TASK INSTRUCTIONS >>
Report each line of the material below that contains the string "jersey", with matches counted only when the case is the same.

DATA PROVIDED >>

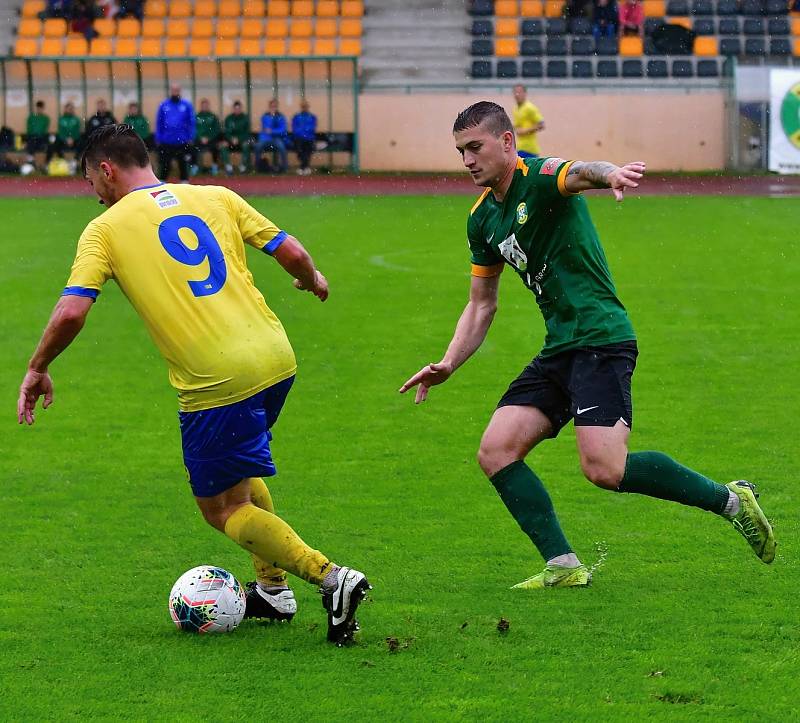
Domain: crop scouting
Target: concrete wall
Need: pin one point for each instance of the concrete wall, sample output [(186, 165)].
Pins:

--

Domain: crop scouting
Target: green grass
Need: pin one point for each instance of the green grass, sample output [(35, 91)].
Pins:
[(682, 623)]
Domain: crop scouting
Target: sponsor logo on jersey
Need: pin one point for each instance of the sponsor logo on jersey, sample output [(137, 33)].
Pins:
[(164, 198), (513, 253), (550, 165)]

FULL OUTPUT >>
Target: sponsor logo on jersey
Need: pin one point for each instance of the sponsor logo on jersey, sample output [(137, 33)].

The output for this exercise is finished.